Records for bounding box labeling
|---|

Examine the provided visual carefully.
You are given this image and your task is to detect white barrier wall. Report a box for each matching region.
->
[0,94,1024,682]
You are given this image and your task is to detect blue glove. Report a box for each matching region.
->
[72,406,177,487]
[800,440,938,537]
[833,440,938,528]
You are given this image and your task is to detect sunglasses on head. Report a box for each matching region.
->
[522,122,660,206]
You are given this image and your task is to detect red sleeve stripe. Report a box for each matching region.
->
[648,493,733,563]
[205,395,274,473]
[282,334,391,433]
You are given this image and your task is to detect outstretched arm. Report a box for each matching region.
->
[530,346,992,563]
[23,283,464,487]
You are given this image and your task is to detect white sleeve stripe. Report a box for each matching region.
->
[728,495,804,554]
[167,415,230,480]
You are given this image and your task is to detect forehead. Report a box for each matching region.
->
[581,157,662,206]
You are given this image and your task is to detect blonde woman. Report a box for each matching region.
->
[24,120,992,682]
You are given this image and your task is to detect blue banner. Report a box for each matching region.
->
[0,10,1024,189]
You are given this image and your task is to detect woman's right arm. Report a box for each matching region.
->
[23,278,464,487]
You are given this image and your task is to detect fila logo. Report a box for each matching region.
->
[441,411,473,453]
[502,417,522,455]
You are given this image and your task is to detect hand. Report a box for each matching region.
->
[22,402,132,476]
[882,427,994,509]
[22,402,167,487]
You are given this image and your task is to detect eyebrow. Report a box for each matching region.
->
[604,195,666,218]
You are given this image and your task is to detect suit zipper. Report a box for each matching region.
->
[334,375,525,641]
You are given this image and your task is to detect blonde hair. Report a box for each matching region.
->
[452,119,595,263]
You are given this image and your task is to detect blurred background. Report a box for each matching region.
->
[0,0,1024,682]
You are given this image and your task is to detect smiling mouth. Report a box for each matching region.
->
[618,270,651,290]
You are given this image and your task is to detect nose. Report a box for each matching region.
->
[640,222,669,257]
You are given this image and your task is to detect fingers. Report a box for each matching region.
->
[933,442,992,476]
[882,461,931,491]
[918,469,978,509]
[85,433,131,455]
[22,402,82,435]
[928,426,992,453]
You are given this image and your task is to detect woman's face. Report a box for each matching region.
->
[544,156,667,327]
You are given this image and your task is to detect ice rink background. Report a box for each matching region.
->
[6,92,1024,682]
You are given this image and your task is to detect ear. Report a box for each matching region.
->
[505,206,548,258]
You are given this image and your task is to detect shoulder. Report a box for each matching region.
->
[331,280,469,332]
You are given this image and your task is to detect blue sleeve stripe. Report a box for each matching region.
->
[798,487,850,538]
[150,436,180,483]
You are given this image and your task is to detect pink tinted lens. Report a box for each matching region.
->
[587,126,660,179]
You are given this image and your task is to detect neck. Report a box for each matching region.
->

|---|

▸ WHAT IS BEING ASKED:
Offset the records from the line containing "woman. Report a box for each matching region." through the line containing "[640,222,669,257]", both included, by adding 12 to every box coordinate in the answers. Reproduce all of those lines, requests included.

▸ CORRECT ANSWER:
You are given this image and your task is to detect blonde woman. Report a box for each matching region.
->
[36,132,1004,694]
You are given this image and your task is to detect blue banner. Report a box for each matching region.
->
[12,22,1036,201]
You are given this image and your task is to detect woman's right arm. Report a box for each matching region.
->
[35,290,476,499]
You are given this image and your task is to detect fila logo. Report a box for each matching region.
->
[453,423,485,465]
[514,429,534,467]
You are given this image and your task is to detect hand. Report a box for each matching region.
->
[34,414,144,488]
[894,439,1006,521]
[34,414,179,499]
You are given this image and your task is to detect eyebrow. Report a box for each matching region.
->
[616,207,678,230]
You are given this image and your task is to detect suit zipper. Report a box for each matching region.
->
[346,387,537,653]
You are given this image and your task is to detect blonde hair. Report a box for each matching region.
->
[464,131,607,275]
You are given this image and your task is to detect blurred background. Report a box for each matching region.
->
[12,12,1036,694]
You are given this image and your task is to detect smiling mouth. Report a box for each matching region.
->
[630,282,663,302]
You are given this image and your task is to detect nose. Report a box for each matching region.
->
[652,234,681,269]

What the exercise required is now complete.